Most Signals Green For Auto Insurers

Worsening severity trends the only flashing yellow on road to continued profits

Private passenger auto insurers--the beneficiaries of favorable frequency trends--say their efforts to price business more accurately with sophisticated models have also helped to push industry loss ratios down nearly 13 points in the last three years.

And while premium growth is slowing, experts say the flavor of competition is different this time around, predicting that profits will remain in the line for awhile.

For the industry, the overall net private passenger auto insurance loss ratio was 58.0 in 2004, down from a high of nearly 71 in both 2000 and 2001. The individual components of the line--liability and physical damage--showed similar improvements. (See bar chart, page 21).

For the top 25 insurers (ranked by direct written private passenger premium volume in 2004), only one--Zurich Insurance--reported worse overall direct and net (of reinsurance) private passenger loss ratios in 2004 than in 2003. And every single one of the top 25 insurers reported better combined ratios in 2004, with more than half posting combined ratios of 95 or less.

Across the industry, the aggregate net combined ratio--which reached a high of 111.4 in 2000 during the six-year period analyzed by NU--fell under 100 for the first time in 2003 (coming in at 98.6), and dropped another 4.5 points to 94.1 in 2004.
■ ■ ■ ■ ■
## DESCRIPTION OF THE TASK
Write the next part of the article on auto insurer profits, picking up after its final sentence. The records that come next are separate material and have no connection to the auto insurance article.

## INPUT DATA
■ ■ ■ ■ ■
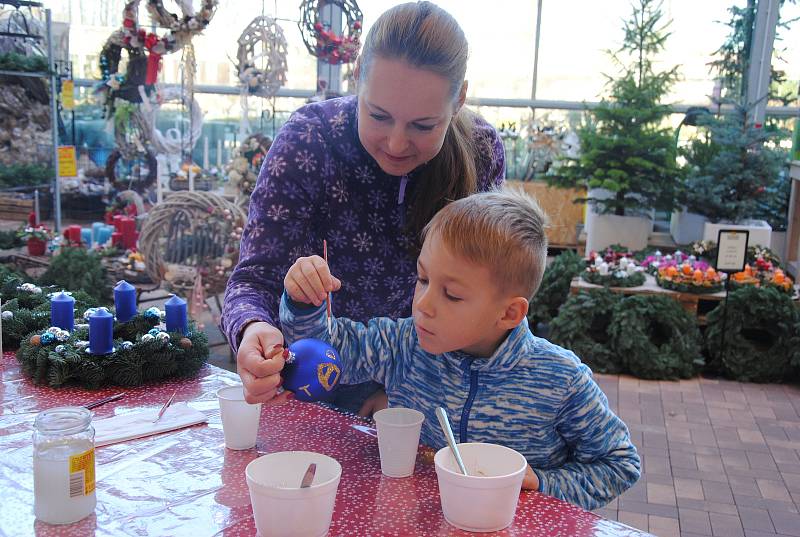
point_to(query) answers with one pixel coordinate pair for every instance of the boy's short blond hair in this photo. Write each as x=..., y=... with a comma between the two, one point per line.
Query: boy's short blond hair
■ ■ ■ ■ ■
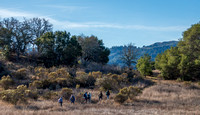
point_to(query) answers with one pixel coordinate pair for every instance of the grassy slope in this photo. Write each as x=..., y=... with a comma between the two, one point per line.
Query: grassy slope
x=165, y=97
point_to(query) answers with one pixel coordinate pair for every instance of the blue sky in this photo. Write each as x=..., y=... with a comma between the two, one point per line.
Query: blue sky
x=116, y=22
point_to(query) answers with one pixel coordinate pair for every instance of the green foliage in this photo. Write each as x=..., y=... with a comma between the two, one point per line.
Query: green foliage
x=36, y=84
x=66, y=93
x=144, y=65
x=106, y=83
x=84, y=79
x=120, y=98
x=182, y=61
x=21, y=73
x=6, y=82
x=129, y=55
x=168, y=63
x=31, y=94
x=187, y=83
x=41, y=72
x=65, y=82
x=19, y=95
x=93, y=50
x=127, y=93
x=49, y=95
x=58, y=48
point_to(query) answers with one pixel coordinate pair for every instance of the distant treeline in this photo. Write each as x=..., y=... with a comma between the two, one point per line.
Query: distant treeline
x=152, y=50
■ ■ ■ ■ ■
## OUTPUT FOR THIS TASK
While the 13-point loss ratio drop since 2000 drove most of the combined ratio improvement, the loss adjustment expense ratio also improved by one point. In 2004, the ratio of LAE to net earned premiums for private passenger auto was just over 12, compared to 13 in 2000 and 2001.

While there is a two-part explanation for the lower loss ratios in recent years--higher prices and lower loss levels--the meaningful improvement in loss trends has been the focus of analysts and market participants. As illustrated on the graph on page 21, industrywide direct losses for personal auto, which grew 11 percent in 2000 and 9 percent in 2001, began to flatten in 2002--growing only 1 percent in that year. The low-growth trend continued in 2003, and actually reversed in 2004, with losses falling 2 percent compared to 2003.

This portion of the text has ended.